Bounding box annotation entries
+ + +

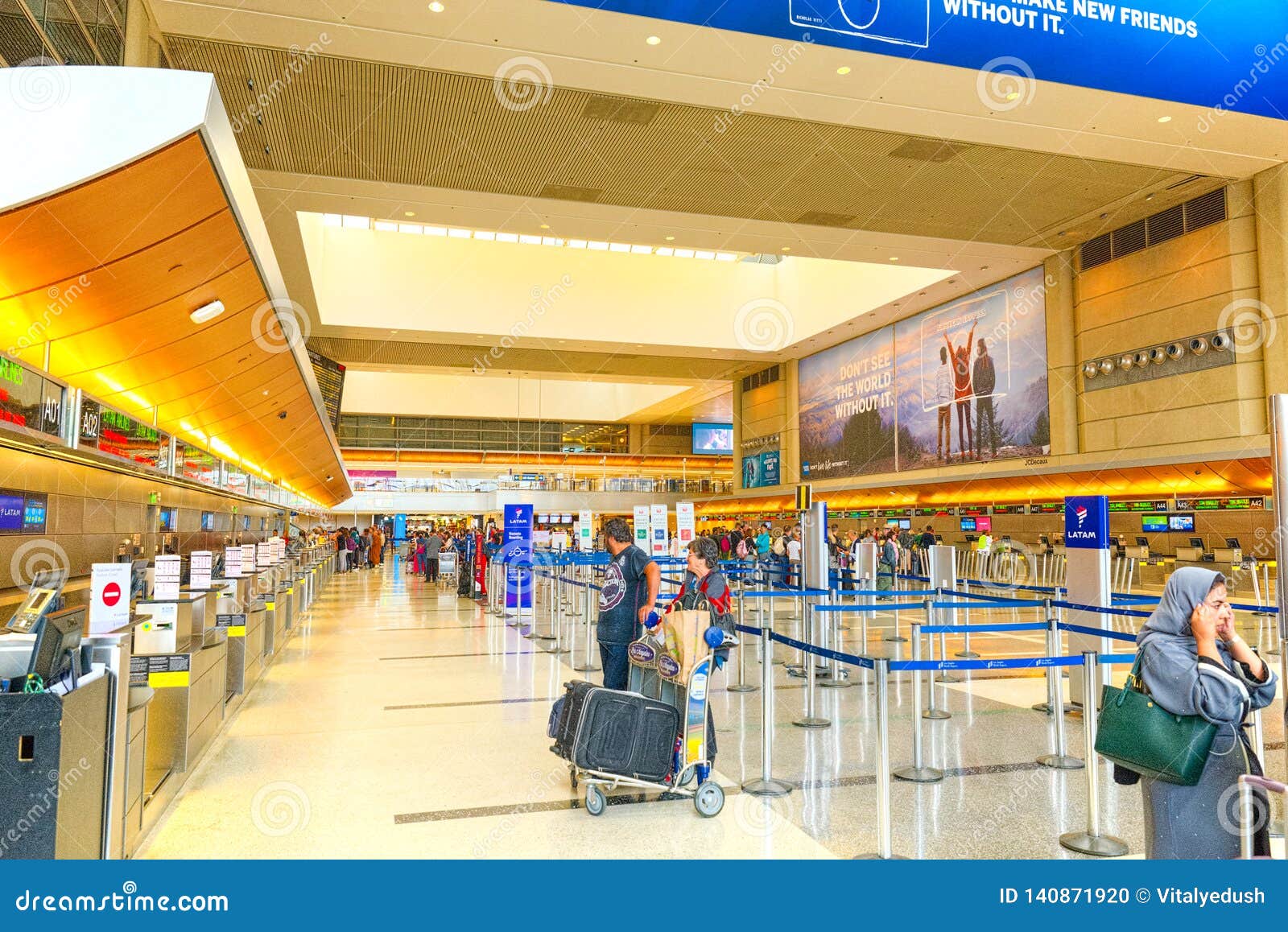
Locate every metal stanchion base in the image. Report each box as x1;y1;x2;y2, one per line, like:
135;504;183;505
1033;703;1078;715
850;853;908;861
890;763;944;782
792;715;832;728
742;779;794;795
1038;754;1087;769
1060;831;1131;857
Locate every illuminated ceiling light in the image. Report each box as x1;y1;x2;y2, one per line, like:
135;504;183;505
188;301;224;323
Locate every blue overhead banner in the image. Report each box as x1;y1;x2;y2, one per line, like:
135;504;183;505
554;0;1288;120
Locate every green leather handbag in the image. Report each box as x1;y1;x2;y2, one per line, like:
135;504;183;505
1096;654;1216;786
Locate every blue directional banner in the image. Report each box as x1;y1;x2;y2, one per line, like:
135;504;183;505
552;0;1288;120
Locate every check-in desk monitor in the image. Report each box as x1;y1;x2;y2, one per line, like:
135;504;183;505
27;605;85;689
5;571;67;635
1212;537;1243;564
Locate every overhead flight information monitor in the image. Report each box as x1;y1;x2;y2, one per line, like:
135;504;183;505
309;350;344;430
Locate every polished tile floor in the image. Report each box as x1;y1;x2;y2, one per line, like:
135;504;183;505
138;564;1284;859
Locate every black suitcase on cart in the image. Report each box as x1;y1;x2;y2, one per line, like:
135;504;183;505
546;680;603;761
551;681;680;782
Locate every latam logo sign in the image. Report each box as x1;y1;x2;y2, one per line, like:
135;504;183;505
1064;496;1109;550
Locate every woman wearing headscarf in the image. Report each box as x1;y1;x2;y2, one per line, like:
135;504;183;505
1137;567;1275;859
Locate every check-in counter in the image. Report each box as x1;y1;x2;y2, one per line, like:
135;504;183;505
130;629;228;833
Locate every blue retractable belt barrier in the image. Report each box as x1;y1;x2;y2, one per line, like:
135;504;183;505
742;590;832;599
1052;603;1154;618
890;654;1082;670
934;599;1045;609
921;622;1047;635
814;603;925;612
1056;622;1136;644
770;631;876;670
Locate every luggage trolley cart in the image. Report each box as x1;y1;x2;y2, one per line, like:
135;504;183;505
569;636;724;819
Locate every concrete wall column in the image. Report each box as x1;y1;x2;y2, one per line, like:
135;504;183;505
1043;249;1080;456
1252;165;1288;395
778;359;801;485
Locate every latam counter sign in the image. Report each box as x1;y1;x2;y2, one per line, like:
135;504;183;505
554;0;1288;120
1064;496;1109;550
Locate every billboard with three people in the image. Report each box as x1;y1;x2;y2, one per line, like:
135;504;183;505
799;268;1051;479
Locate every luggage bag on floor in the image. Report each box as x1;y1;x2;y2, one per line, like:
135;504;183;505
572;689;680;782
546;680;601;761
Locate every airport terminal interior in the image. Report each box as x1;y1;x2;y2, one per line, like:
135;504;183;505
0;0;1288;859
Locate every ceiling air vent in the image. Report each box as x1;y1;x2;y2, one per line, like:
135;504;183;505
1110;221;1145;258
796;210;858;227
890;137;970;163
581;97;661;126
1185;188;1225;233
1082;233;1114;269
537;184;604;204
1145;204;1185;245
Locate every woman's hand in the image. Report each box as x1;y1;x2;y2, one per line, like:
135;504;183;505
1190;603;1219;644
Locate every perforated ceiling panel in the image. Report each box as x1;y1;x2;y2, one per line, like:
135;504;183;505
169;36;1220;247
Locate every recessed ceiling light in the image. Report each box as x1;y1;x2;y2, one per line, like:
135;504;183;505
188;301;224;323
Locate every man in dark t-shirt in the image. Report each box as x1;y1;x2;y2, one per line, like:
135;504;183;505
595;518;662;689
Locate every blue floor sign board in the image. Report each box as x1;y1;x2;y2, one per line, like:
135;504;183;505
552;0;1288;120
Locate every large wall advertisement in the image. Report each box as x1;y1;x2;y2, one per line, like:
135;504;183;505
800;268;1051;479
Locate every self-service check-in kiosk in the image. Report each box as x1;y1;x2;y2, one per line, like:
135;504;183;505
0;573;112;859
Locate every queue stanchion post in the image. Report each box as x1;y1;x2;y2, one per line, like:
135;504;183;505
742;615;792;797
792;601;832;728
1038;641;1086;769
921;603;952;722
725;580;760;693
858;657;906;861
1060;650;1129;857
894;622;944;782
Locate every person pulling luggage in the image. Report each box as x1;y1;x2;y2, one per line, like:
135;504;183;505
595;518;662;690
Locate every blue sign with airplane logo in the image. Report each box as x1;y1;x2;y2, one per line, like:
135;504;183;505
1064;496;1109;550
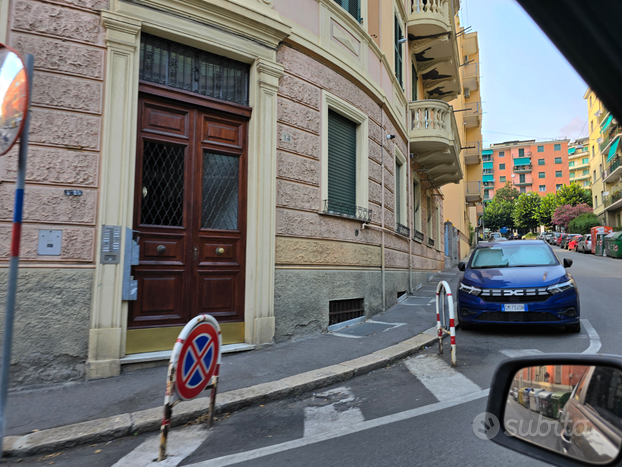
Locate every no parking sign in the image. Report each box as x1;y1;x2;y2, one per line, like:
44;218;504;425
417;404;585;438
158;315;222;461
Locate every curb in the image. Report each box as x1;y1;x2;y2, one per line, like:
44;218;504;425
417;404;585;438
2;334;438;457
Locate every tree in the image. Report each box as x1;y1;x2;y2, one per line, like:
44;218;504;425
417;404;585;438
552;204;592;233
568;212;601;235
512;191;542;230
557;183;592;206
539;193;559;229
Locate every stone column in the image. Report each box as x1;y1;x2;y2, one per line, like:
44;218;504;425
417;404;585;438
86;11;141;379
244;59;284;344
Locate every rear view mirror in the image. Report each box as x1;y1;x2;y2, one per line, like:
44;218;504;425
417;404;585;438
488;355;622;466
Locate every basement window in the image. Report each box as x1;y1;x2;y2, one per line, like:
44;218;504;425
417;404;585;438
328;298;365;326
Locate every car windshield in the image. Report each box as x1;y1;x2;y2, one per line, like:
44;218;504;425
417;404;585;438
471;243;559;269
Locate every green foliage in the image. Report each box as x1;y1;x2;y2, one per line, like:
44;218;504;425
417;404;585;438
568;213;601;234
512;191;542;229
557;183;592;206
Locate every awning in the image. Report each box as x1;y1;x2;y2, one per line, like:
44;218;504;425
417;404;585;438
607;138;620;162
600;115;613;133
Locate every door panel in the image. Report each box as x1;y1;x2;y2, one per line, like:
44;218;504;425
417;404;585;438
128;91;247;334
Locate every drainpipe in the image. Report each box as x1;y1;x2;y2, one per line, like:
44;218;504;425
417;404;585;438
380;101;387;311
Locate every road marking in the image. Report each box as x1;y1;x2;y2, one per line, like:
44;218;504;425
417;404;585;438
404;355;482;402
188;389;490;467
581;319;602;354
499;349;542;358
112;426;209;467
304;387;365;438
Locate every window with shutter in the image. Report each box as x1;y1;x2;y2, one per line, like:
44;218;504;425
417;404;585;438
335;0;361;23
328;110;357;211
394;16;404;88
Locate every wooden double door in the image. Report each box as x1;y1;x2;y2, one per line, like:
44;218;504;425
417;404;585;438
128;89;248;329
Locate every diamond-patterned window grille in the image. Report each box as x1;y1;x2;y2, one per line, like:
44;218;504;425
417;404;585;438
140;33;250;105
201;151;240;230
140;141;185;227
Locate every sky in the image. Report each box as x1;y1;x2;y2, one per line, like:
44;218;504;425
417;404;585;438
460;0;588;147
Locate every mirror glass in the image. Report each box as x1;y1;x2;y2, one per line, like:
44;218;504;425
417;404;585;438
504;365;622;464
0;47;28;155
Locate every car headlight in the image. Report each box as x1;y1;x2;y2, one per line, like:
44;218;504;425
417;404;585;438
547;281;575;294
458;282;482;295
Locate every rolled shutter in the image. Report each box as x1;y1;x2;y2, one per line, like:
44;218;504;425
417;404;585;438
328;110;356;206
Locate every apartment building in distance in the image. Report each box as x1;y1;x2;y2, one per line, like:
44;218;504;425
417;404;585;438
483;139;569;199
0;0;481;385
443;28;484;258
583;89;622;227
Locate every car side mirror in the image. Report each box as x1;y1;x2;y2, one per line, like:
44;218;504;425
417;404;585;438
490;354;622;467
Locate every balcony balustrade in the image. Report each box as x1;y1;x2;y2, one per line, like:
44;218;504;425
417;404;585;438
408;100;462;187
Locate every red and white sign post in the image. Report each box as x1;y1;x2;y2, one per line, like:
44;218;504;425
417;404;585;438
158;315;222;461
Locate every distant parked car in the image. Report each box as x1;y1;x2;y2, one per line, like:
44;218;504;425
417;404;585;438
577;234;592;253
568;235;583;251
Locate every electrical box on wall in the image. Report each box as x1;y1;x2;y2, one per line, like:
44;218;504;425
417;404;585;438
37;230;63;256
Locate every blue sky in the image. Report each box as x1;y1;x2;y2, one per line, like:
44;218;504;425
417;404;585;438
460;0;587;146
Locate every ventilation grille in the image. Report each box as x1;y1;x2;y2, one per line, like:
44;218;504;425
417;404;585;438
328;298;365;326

+ + +

Can you render the lines of the records above as a numbered list, starting at the line containing "Locate every blue directional" and ending at the line containing "546;680;601;761", and omitting blank lines?

1. Locate every blue directional banner in the image. Report each box as x1;y1;x2;y2, one per line, like:
2. 135;504;183;505
3. 552;0;1288;120
4. Locate every check-in desk monitor in the image. Report each box as x1;y1;x2;y2, one per line, like:
5. 135;504;183;505
6. 27;605;85;689
7. 5;571;67;635
8. 1212;537;1243;564
9. Locate every overhead flight information monitor in the image. Report each box as x1;y1;x2;y2, one per line, like:
10. 135;504;183;505
11. 309;350;344;430
12. Locate every polished tile floor in the image. Report each box as x1;y1;x2;y2, one per line, like:
13. 135;504;183;505
14. 138;564;1284;859
15. Locate every black suitcase on cart in the image. Report each box as x1;y1;x2;y2, one per line, like:
16. 135;504;183;505
17. 546;680;603;761
18. 551;681;680;782
19. Locate every latam logo sign in the image. Report each box as x1;y1;x2;y2, one per line, like:
20. 135;504;183;505
21. 1064;496;1109;550
22. Locate every woman wearing headscarf in the image. Report each box as x1;y1;x2;y2, one per line, like:
23. 135;504;183;505
24. 1137;567;1275;859
25. Locate every check-in counter in the image. Report each box as x1;y1;x2;y2, one per line, like:
26. 135;504;183;505
27. 130;629;228;833
28. Locate every blue retractable belt barrier in the image. Report each box as x1;y1;x2;y2, one per line, like:
29. 135;504;183;505
30. 742;590;832;599
31. 1052;603;1154;618
32. 890;654;1082;670
33. 934;599;1045;609
34. 921;622;1047;635
35. 814;603;925;612
36. 1056;622;1136;644
37. 770;631;876;670
38. Locate every luggage trolley cart in the image. Report each box as x1;y1;x2;y2, one per line, like:
39. 135;504;183;505
40. 569;636;724;819
41. Locate every concrete wall column in the image. Report each box as x1;y1;x2;y2, one per line, like:
42. 135;504;183;505
43. 1043;249;1080;456
44. 1252;165;1288;395
45. 778;359;801;485
46. Locate every latam counter sign in the image. Report each box as x1;y1;x2;y2, one per line, like:
47. 135;504;183;505
48. 554;0;1288;120
49. 1064;496;1109;550
50. Locate every billboard with three people in the image. Report each box as x1;y1;x2;y2, one per line, like:
51. 135;504;183;505
52. 799;268;1051;479
53. Locate every luggage bag on floor in the image. Report each box as x1;y1;x2;y2, one per line, like:
54. 135;504;183;505
55. 572;689;680;782
56. 546;680;601;761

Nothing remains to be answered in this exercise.